EXERCISE MATERIAL:
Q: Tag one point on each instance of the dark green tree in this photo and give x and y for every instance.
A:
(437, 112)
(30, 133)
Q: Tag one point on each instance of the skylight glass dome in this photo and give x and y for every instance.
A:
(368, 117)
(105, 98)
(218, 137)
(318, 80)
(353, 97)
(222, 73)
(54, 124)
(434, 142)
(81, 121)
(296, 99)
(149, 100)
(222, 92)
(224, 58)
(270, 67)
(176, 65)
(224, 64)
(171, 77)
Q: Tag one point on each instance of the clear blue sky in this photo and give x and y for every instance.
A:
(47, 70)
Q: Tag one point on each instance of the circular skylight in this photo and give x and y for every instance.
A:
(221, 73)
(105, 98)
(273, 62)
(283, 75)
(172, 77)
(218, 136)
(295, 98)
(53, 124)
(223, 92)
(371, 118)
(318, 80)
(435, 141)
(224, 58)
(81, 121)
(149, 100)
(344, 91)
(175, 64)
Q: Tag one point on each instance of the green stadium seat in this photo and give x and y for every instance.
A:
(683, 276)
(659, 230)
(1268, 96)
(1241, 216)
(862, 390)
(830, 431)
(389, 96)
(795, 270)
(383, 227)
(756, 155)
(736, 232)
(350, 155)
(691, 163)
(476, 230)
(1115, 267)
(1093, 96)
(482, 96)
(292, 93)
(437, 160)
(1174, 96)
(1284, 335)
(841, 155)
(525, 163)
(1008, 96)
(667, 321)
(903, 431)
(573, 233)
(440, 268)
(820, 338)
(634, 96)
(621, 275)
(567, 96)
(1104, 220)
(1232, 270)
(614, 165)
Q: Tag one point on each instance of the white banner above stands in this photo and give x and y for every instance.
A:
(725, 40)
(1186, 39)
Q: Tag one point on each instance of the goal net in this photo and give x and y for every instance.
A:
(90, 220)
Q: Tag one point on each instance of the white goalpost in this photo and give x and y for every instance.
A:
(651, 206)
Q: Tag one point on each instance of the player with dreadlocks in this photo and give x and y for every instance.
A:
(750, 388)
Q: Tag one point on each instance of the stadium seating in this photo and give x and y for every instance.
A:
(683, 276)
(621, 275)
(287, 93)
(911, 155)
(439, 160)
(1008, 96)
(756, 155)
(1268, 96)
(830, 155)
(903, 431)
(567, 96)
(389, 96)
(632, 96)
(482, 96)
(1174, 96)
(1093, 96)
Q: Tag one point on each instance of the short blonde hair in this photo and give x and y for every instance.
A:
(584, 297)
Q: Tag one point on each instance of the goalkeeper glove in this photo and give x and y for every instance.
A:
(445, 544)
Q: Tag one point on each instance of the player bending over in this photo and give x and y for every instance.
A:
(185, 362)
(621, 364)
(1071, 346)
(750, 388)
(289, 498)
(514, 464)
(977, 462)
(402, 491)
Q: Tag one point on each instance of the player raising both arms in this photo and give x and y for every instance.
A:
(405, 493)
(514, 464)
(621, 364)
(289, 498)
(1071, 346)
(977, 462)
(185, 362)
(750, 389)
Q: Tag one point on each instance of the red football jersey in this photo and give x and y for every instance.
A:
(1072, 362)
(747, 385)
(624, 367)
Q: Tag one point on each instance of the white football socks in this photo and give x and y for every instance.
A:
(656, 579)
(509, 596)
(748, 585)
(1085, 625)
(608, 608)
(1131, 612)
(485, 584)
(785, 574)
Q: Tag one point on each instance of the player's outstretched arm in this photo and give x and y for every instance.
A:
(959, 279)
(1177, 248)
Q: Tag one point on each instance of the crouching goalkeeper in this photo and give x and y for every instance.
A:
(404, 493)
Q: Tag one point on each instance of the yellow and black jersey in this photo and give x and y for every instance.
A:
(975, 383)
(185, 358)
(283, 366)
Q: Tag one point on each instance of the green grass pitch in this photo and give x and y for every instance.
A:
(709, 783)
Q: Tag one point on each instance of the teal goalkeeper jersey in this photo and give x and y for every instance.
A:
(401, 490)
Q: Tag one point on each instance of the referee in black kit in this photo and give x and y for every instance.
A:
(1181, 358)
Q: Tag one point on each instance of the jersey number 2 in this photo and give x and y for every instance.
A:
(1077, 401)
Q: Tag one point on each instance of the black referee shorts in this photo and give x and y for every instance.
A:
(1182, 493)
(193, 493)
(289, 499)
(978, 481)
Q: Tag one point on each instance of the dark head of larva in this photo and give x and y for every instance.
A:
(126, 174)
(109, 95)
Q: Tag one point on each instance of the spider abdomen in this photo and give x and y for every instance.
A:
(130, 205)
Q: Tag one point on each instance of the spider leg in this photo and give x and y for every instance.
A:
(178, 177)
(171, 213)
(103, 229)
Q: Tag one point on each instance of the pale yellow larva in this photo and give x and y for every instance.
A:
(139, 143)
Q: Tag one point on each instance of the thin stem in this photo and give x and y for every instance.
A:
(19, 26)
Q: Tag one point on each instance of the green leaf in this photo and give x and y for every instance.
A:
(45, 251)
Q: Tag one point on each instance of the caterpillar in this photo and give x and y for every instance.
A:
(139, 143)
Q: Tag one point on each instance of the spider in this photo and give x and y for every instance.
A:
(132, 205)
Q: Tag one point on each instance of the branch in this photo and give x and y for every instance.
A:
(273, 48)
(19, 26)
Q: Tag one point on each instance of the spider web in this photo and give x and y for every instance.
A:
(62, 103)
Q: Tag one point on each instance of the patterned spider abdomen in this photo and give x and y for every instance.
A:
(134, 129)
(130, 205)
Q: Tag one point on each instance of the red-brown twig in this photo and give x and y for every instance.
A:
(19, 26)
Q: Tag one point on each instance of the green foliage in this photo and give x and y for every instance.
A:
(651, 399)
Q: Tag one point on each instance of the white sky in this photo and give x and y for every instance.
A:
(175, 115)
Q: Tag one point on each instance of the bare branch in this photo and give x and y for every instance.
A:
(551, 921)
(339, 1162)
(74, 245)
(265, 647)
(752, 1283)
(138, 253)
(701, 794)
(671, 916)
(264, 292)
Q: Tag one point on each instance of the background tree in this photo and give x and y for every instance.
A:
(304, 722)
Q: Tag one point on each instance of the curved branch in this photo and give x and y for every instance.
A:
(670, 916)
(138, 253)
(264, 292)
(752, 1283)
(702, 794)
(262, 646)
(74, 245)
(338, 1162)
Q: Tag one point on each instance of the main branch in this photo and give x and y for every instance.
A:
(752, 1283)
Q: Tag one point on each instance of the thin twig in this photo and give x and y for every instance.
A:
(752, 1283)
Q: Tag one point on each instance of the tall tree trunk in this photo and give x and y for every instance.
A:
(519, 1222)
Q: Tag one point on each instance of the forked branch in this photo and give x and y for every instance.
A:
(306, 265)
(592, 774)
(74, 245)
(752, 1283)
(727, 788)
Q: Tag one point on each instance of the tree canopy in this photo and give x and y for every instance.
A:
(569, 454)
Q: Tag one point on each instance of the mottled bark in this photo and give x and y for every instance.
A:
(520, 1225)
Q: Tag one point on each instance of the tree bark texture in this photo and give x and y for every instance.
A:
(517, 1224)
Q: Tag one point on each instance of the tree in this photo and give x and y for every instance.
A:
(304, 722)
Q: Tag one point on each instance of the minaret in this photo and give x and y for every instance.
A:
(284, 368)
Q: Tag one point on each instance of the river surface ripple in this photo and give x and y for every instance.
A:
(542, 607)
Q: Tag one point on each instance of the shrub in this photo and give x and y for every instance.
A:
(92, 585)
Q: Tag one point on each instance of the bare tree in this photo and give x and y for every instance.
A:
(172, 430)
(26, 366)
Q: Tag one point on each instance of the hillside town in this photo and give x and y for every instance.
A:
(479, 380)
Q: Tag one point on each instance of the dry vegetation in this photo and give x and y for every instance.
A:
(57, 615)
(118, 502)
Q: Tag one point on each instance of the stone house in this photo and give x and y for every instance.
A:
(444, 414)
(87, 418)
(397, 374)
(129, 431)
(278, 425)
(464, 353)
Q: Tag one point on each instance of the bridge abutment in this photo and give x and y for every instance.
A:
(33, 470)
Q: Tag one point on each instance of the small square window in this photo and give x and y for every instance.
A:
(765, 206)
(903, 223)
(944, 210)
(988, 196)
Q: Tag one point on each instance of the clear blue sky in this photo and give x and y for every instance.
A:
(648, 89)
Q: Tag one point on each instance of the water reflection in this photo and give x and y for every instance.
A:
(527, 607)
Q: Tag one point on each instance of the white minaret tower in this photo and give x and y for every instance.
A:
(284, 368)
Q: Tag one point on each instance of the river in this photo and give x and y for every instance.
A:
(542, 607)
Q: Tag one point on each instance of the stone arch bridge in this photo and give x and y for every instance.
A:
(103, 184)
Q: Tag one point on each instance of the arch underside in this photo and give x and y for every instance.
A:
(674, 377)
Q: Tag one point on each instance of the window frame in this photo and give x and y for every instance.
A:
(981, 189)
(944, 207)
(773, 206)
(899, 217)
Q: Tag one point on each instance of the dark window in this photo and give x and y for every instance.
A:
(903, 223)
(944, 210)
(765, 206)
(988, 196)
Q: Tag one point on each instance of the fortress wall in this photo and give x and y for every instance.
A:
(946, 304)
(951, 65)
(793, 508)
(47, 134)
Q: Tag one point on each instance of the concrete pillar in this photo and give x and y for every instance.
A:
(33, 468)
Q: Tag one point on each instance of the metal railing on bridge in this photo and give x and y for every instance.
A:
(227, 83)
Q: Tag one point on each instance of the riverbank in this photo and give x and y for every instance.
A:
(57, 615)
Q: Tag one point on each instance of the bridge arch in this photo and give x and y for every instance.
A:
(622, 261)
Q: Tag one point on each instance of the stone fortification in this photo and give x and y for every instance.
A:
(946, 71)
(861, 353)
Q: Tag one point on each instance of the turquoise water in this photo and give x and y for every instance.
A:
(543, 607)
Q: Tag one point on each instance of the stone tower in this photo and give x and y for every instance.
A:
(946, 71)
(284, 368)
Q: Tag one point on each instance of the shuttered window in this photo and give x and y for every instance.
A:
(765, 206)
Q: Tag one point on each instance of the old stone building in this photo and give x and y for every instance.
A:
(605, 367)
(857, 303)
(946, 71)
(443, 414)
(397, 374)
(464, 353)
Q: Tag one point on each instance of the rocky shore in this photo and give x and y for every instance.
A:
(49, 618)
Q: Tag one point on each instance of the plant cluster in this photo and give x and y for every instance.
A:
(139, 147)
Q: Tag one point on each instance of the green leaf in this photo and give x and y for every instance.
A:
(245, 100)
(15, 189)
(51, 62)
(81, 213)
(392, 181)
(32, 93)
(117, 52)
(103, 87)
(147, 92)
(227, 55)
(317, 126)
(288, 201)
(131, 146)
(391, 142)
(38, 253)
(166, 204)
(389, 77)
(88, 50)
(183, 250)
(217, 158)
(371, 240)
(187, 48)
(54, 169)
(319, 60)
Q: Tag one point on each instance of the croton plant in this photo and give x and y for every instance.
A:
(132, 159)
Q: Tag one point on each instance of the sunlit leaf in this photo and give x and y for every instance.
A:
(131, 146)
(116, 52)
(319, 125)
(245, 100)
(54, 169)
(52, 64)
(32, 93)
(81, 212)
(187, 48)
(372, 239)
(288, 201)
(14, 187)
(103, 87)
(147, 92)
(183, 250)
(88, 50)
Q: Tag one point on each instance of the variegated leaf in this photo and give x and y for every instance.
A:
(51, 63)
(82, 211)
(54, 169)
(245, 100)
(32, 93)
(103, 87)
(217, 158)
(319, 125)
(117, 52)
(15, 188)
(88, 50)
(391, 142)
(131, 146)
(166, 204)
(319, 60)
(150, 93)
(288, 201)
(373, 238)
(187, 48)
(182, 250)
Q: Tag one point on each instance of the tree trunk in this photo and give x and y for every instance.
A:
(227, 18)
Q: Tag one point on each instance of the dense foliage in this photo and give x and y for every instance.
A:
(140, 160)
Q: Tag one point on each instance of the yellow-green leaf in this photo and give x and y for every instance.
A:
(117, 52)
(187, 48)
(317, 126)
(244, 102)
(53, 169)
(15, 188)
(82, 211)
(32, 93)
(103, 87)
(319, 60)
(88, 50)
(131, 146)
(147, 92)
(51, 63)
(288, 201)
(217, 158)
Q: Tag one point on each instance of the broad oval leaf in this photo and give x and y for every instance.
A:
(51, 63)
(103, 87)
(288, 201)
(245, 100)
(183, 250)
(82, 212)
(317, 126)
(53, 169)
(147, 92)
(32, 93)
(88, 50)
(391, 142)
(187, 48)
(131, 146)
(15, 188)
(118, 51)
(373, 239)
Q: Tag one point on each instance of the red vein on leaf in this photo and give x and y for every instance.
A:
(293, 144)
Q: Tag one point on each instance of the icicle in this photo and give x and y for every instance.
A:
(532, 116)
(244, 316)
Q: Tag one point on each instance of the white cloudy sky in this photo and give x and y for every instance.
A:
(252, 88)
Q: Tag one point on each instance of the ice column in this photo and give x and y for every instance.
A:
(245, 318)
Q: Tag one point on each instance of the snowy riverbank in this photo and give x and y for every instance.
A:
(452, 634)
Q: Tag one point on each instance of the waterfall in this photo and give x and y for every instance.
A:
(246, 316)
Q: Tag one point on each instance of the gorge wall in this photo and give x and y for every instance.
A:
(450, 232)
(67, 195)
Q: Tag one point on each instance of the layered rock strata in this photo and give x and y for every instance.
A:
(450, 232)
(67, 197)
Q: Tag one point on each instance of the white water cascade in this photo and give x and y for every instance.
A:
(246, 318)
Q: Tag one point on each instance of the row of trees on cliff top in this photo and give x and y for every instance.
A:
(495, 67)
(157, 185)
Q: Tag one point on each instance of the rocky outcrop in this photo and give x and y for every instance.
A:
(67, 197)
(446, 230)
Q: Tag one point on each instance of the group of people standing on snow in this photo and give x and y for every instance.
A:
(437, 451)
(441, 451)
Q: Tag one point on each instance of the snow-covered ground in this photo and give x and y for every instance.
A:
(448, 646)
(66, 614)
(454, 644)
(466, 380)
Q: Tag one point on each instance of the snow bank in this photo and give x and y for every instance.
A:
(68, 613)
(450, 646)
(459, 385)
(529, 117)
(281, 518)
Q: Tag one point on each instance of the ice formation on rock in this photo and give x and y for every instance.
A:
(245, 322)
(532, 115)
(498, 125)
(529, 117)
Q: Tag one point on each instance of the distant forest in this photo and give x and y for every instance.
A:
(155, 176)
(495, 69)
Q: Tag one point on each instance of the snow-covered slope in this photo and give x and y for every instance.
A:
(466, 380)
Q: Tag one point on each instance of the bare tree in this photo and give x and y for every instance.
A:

PROBLEM STATEMENT:
Exactly the lines from the start of the entries through the one bearing "Q: Tag one point on each instance of the skylight" are to be output, with both ends included.

RESPONSE TO THIS TASK:
Q: Tag one point on each instance of the dark green tree in this photo and give x and y for every instance.
A:
(437, 112)
(30, 133)
Q: Tag one point on each instance of the skylight glass dome in this photo and give x and y for every instance.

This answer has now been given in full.